● Dataset records
────────────────────────────────────────

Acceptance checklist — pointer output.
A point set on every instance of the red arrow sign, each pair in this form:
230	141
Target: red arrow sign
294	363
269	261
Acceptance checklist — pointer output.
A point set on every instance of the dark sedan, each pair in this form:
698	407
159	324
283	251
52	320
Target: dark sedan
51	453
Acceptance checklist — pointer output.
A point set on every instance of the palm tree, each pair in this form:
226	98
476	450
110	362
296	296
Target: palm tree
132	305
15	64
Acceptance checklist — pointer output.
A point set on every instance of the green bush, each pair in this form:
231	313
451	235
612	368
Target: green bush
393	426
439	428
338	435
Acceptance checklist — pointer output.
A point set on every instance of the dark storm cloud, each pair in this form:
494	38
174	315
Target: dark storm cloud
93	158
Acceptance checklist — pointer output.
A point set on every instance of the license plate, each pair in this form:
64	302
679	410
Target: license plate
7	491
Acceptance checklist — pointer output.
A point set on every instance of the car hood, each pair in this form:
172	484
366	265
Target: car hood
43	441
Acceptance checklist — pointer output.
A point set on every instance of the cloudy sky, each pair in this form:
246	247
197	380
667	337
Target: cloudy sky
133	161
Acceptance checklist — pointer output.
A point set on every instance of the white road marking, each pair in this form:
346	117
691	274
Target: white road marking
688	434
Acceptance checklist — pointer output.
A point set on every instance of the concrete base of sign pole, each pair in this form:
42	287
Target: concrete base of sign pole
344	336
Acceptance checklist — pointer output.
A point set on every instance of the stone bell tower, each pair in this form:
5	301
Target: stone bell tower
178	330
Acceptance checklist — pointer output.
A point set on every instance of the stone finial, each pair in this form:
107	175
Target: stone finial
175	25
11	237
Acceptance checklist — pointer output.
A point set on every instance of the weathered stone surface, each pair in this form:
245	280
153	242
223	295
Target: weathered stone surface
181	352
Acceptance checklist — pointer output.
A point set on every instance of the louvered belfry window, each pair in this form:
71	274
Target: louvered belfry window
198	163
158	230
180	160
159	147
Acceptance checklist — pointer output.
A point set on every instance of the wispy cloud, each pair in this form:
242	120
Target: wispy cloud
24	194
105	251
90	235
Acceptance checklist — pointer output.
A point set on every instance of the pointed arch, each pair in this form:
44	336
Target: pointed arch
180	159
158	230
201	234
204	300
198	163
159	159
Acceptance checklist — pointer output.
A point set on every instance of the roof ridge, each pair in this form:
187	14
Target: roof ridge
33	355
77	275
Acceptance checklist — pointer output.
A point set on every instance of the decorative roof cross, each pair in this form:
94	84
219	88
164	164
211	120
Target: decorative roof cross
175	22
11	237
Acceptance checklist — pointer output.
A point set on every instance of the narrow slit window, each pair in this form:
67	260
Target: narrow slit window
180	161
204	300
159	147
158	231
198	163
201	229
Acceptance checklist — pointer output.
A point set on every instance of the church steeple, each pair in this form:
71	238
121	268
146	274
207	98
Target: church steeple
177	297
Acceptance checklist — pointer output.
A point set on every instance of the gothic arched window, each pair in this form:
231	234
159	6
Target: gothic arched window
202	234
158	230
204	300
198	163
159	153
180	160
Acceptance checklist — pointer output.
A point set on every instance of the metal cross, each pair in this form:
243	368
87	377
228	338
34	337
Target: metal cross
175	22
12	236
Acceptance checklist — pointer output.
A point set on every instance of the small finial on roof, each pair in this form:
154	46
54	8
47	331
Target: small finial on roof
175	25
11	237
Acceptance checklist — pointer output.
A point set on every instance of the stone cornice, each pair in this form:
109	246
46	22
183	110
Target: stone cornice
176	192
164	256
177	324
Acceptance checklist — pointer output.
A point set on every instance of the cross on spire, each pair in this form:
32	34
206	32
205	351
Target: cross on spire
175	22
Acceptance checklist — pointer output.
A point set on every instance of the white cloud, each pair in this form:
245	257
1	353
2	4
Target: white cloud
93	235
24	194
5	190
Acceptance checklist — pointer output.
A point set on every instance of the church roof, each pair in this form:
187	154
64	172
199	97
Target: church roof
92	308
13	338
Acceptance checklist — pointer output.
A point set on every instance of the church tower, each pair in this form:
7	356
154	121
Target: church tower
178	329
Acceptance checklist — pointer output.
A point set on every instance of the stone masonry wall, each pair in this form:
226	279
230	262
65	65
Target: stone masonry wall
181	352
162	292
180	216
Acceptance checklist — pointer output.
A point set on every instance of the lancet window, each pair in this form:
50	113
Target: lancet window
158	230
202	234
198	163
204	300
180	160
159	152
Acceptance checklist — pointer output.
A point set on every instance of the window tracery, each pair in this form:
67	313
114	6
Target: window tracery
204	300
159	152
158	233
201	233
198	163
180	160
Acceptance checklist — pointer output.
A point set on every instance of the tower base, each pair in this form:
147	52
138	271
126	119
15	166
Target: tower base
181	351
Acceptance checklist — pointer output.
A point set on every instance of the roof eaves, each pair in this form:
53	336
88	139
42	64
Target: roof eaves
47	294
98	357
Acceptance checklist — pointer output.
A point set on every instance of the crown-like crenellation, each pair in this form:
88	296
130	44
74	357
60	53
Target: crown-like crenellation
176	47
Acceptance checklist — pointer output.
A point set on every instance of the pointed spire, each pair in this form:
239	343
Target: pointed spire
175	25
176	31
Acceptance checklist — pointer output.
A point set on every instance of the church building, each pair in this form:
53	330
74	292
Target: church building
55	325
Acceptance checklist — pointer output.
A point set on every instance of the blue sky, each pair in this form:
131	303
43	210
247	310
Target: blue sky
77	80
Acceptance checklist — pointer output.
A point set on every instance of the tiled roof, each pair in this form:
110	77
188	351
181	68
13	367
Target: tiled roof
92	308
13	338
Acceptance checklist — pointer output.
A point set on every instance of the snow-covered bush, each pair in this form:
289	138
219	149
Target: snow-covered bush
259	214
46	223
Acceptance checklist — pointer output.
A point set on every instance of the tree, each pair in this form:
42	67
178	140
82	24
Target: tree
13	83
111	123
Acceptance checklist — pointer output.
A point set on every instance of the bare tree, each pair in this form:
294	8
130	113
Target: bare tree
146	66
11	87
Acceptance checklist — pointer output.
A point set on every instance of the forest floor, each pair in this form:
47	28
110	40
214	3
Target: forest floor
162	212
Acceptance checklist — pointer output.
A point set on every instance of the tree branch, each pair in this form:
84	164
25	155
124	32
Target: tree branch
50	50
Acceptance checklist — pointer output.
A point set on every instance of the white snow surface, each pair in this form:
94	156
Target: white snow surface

────────────────────────────────────────

● Task item
Once you have read the entries above, copy them out exactly as they were given.

● Exercise output
Acceptance checklist — pointer output.
A point set on every instance of the red arrow sign, each pair in this form:
230	141
Target: red arrow sign
294	363
269	261
Acceptance checklist — pointer output.
A point set on every instance of the dark sedan, each pair in this form:
698	407
159	324
283	251
52	320
Target: dark sedan
51	453
Acceptance checklist — pointer output.
A point set on every instance of the palm tree, each pair in this form:
226	98
476	450
110	362
296	296
Target: palm tree
132	305
15	64
Acceptance checklist — pointer output.
A point set on every instance of the green bush, each pair in this form:
231	313
451	235
612	368
Target: green bush
393	426
439	428
338	435
Acceptance checklist — pointer output.
A point set on every instance of the dark storm cloud, each pair in this form:
494	38
174	315
Target: dark storm cloud
93	158
Acceptance checklist — pointer output.
A point set on every instance of the license plate, each pair in this form:
64	302
679	410
Target: license plate
7	491
Acceptance checklist — pointer output.
A point set on every instance of the car hood, each pair in this form:
172	484
366	265
Target: car hood
43	441
Acceptance checklist — pointer output.
A point set on every instance of the cloudy sky, each pair in this form:
246	247
197	380
667	337
Target: cloudy sky
133	161
Acceptance checklist — pointer output.
A point set on every instance of the white road marking, each pair in this form:
346	117
691	274
Target: white road marking
688	434
Acceptance checklist — pointer output.
A point set on every instance of the concrete base of sign pole, each pair in this form:
42	287
Target: concrete base of sign pole
344	336
Acceptance checklist — pointer output.
A point set on every instance of the stone bell tower, each pair in this form:
5	301
Target: stone bell tower
178	330
Acceptance checklist — pointer output.
A point set on every instance of the stone finial, each pair in this form:
107	175
Target: stone finial
175	25
11	237
Acceptance checklist — pointer output.
A point set on every instance of the weathered stone surface, each pair in this form:
245	280
153	242
223	295
Target: weathered stone surface
181	352
Acceptance checklist — pointer output.
A point set on every instance of the louvered belfry window, each pair in this form:
71	274
Target: louvered belfry window
198	163
158	230
180	160
159	147
Acceptance checklist — pointer output.
A point set on every instance of the wispy cloud, each pair in this form:
242	120
Target: wispy cloud
24	194
105	251
90	235
Acceptance checklist — pointer output.
A point set on every instance of the pointed arch, each pair in this form:
44	336
Target: pointed arch
180	159
158	230
201	234
204	300
198	163
159	159
Acceptance checklist — pointer output.
A point set on every instance of the roof ridge, each pair in this form:
187	14
Target: roof ridge
33	355
77	275
Acceptance checklist — pointer output.
A point set on every instance of the decorative roof cross, each pair in this form:
94	84
219	88
164	164
211	120
Target: decorative roof cross
175	22
11	237
Acceptance checklist — pointer output.
A point set on every instance of the narrow slit window, each pair in this form:
67	260
Target: narrow slit window
180	161
204	300
159	147
158	231
198	163
201	229
Acceptance checklist — pointer output.
A point set on every instance of the church steeple, each pair in this form:
71	238
121	268
146	274
207	98
Target: church steeple
177	297
Acceptance checklist — pointer output.
A point set on every instance of the gothic arched window, each pair in this form:
231	234
159	6
Target: gothic arched window
202	234
158	230
204	300
198	163
159	153
180	160
Acceptance checklist — pointer output.
A point set on every instance of the metal cross, each pair in this form:
243	368
87	377
228	338
34	337
Target: metal cross
175	22
12	236
Acceptance checklist — pointer output.
A point set on every instance of the small finial on roof, each pair in this form:
154	46
54	8
47	331
Target: small finial on roof
175	25
11	237
Acceptance checklist — pointer output.
A point set on every instance of the stone cornice, each pair in this form:
109	246
46	22
183	110
Target: stone cornice
176	192
164	256
177	324
Acceptance checklist — pointer output.
A point set on every instance of the cross on spire, each pair in this form:
32	34
206	32
205	351
Target: cross on spire
175	22
Acceptance checklist — pointer output.
A point set on every instance of the white cloud, each pair in this form:
245	257
1	353
2	4
Target: white cloud
93	235
24	194
5	190
Acceptance checklist — pointer output.
A point set on every instance of the church roof, each pair in this form:
187	154
64	172
199	97
Target: church roof
92	308
13	338
Acceptance checklist — pointer output.
A point set on every instance of the church tower, each pair in this form:
7	356
154	121
Target: church tower
178	329
Acceptance checklist — pointer output.
A point set on every instance of the stone masonry wall, each pair in this form:
226	279
230	262
65	65
Target: stone masonry wall
181	352
162	292
180	216
Acceptance checklist — pointer output.
A point set on every instance of the lancet window, each pair in this form:
50	113
Target: lancet window
158	230
202	234
198	163
204	300
180	160
159	152
Acceptance checklist — pointer output.
A point set on every instance of the window tracery, each pair in this form:
67	313
114	6
Target: window tracery
204	300
159	152
158	233
201	233
198	163
180	160
Acceptance checklist — pointer output.
A point set on every instance of the tower base, each pair in this form:
147	52
138	271
126	119
15	166
Target: tower base
181	351
Acceptance checklist — pointer output.
A point set on every instance of the roof eaves, each pair in this form:
53	336
88	139
42	64
Target: roof eaves
47	294
98	357
Acceptance checklist — pointer output.
A point set on every instance of the crown-like crenellation, each pair in this form:
88	296
130	44
74	357
60	53
Target: crown-like crenellation
176	47
Acceptance checklist — pointer output.
A point set on every instance of the pointed spire, each pair in this form:
239	343
Target: pointed spire
175	25
176	31
Acceptance checklist — pointer output.
A point set on every instance of the church building, each pair in this form:
53	330
74	292
Target: church building
55	325
Acceptance checklist — pointer output.
A point set on every instance of the blue sky, each pair in this form:
131	303
43	210
247	310
Target: blue sky
77	80
Acceptance checklist — pointer output.
A point set on every instance of the tiled roof, each pair in this form:
110	77
188	351
181	68
13	367
Target: tiled roof
92	308
13	338
Acceptance checklist — pointer output.
A point set on every instance of the snow-covered bush, each pair in this form:
289	138
219	149
Target: snow-covered bush
259	214
46	223
Acceptance checklist — pointer output.
A point set on every instance of the tree, each pair in this form:
42	67
178	140
82	24
Target: tree
13	83
111	123
Acceptance checklist — pointer output.
A point set on every instance of the bare tree, each pair in this form:
294	8
130	113
Target: bare tree
146	66
11	87
Acceptance checklist — pointer output.
A point set on every instance of the forest floor, each pair in this form:
47	28
110	40
214	3
Target: forest floor
162	212
Acceptance checklist — pointer output.
A point set on every instance of the tree branch, each pair in this form:
84	164
25	155
124	32
Target: tree branch
50	50
Acceptance checklist — pointer output.
A point set on every instance of the white snow surface, each pair in this form:
94	156
Target: white snow surface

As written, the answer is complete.